## [AIM OF THE TASK]
Reproduce the part of the Liquid Alpha notes that begins with the words "Ecosystem Implications: A" and stops after "these actors out.".

## [EXCERPT TO READ]
>>>>>

Liquid Alpha 2.0: Enhancing Validator Accountability

• Liquid Alpha 2.0 refines the mechanism for adjusting the rate at which validators acquire bonds based on their performance.
• While Liquid Alpha 1.0 showed some correlation with rewarding honest miners, it had edge cases where it worsened outcomes.
• Version 2.0 accurately adjusts bond acquisition rates, penalizing validators who are late in setting weights (reflecting the current state of miner performance).
• This increases pressure on validators to be vigilant, maintain their infrastructure (memory, node monitoring), and set weights promptly. Delays harm the ecosystem by slowing down the network's response to changes in miner quality.

Ecosystem Implications: A New Era of Validator Competition

• Ref argues that YC3 and Liquid Alpha 2.0 usher in an era where validators compete not just on cost-effective hardware but on performance and accuracy.
• Validators who are late will be penalized, while those who are early and accurate in identifying top miners will be rewarded with higher APY (Annual Percentage Yield, referring to dividend returns here).
• Ref uses Subnet 7 as an example where the current incentive design is flawed, allowing predictable weight increases for newly registered miners. Faster validators could identify true quality sooner but aren't properly incentivized under YC2. YC3 aims to reward this speed and accuracy.
• He also points to Subnet 9 patterns that resemble weight copying, suggesting YC3, combined with Commit Reveal and Liquid Alpha 2.0, could drive these actors out.

Compute Horde (Subnet 12): Decentralizing Validation Compute

• Ref details Compute Horde (Subnet 12), which allows validators on other subnets to utilize the GPU resources of SN12 miners for their validation tasks.
• The Collateral Smart Contract is crucial here, preventing SN12 miners from faking computation results (cheaters get collateral burned). Work is cross-verified.
• To use Compute Horde, validation tasks must be "Horized"—packaged into Docker containers without network access (models provided as volumes) to ensure verifiability. An SDK is available.
• This enables validators to use variable amounts of compute (e.g., 10 GPUs for 5 minutes) rather than dedicating fixed GPUs, offering flexibility and cost-efficiency, especially as the number of subnets grows.
• Validators can parallelize tasks across multiple GPUs sourced from Compute Horde, limited only by their effective stake in SN12.
• A fallback mechanism to use commercial providers like RunPod is being developed for redundancy.

<<<<<

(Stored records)

>>>>>

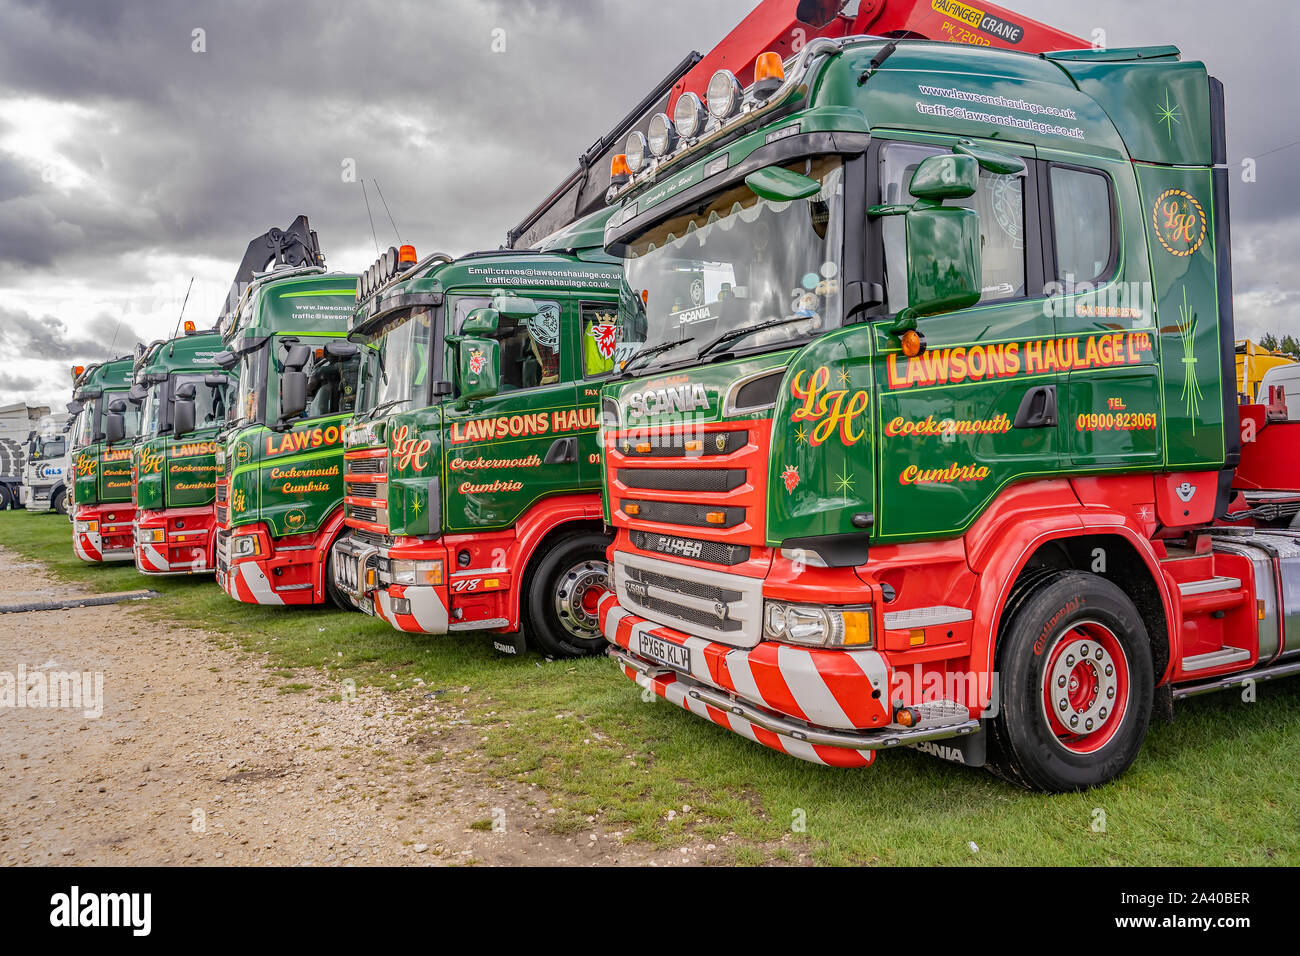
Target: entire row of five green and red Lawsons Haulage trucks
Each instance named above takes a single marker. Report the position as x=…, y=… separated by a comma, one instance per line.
x=878, y=392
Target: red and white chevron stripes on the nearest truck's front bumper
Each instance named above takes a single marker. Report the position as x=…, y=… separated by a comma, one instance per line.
x=837, y=690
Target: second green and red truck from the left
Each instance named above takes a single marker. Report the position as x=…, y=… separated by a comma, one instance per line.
x=183, y=399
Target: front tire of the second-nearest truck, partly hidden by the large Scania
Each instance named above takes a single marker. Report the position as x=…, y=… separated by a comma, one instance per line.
x=562, y=591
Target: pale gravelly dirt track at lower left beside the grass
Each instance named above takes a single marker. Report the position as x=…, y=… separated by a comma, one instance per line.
x=201, y=759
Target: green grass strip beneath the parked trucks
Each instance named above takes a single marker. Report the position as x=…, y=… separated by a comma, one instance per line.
x=1219, y=786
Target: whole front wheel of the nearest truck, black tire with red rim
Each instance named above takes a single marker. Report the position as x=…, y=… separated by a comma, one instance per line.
x=1076, y=682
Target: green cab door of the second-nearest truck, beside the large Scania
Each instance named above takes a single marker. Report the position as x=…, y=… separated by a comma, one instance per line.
x=510, y=451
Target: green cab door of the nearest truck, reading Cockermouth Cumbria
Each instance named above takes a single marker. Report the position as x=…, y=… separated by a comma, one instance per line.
x=976, y=412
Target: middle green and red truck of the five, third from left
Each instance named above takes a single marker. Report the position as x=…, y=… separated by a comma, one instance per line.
x=280, y=457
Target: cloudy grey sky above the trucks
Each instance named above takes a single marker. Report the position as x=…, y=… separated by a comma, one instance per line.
x=131, y=163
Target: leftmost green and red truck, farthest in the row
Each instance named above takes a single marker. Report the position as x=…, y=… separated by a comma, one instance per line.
x=102, y=512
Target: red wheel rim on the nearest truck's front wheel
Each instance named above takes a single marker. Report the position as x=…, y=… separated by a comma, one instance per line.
x=1086, y=687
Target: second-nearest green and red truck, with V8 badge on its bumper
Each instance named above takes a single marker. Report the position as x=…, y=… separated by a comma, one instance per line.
x=473, y=468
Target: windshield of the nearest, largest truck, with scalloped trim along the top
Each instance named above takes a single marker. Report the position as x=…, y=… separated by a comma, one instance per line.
x=738, y=261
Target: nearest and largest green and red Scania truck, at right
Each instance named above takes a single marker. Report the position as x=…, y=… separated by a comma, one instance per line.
x=930, y=434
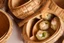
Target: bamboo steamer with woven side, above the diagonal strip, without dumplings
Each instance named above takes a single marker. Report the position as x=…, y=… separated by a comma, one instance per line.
x=24, y=9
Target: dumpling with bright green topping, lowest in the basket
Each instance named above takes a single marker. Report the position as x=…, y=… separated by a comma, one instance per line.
x=41, y=35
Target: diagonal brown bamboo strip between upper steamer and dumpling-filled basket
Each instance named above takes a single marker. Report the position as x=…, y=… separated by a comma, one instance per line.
x=42, y=9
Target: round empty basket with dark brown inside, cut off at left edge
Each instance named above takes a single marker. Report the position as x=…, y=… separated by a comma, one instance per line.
x=5, y=26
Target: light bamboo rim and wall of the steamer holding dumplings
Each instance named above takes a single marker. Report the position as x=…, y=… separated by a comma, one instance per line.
x=27, y=27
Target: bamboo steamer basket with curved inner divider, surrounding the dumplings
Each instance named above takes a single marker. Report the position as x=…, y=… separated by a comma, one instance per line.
x=32, y=27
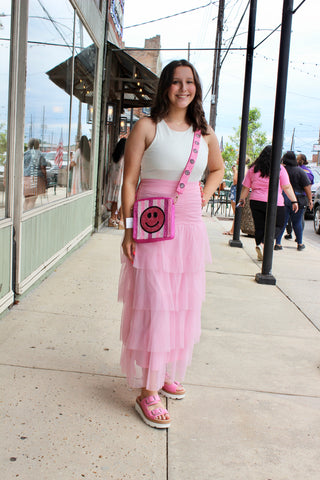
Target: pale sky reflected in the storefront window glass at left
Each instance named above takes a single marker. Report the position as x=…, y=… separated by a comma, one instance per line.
x=46, y=104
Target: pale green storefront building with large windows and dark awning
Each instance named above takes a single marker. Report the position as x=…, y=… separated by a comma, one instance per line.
x=66, y=82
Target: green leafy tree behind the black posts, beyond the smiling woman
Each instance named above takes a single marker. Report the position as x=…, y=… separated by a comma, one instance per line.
x=256, y=139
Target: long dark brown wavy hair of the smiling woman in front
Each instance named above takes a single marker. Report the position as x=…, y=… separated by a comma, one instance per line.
x=160, y=109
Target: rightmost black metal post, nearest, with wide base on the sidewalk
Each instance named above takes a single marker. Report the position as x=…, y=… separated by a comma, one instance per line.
x=266, y=276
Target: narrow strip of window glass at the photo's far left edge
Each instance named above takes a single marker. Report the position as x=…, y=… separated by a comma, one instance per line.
x=5, y=21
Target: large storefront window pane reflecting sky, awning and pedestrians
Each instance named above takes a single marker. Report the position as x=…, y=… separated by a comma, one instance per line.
x=56, y=109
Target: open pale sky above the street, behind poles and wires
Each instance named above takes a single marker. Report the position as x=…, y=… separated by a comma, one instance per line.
x=302, y=113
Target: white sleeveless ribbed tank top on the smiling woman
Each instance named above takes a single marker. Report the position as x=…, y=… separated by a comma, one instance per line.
x=168, y=153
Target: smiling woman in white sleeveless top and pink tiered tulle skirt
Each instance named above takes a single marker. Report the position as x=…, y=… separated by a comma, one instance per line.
x=162, y=284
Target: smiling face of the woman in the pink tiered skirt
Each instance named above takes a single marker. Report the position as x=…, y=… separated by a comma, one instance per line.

<<<<<

## [TASK RESULT]
Ecosystem Implications: A New Era of Validator Competition

• Ref argues that YC3 and Liquid Alpha 2.0 usher in an era where validators compete not just on cost-effective hardware but on performance and accuracy.
• Validators who are late will be penalized, while those who are early and accurate in identifying top miners will be rewarded with higher APY (Annual Percentage Yield, referring to dividend returns here).
• Ref uses Subnet 7 as an example where the current incentive design is flawed, allowing predictable weight increases for newly registered miners. Faster validators could identify true quality sooner but aren't properly incentivized under YC2. YC3 aims to reward this speed and accuracy.
• He also points to Subnet 9 patterns that resemble weight copying, suggesting YC3, combined with Commit Reveal and Liquid Alpha 2.0, could drive these actors out.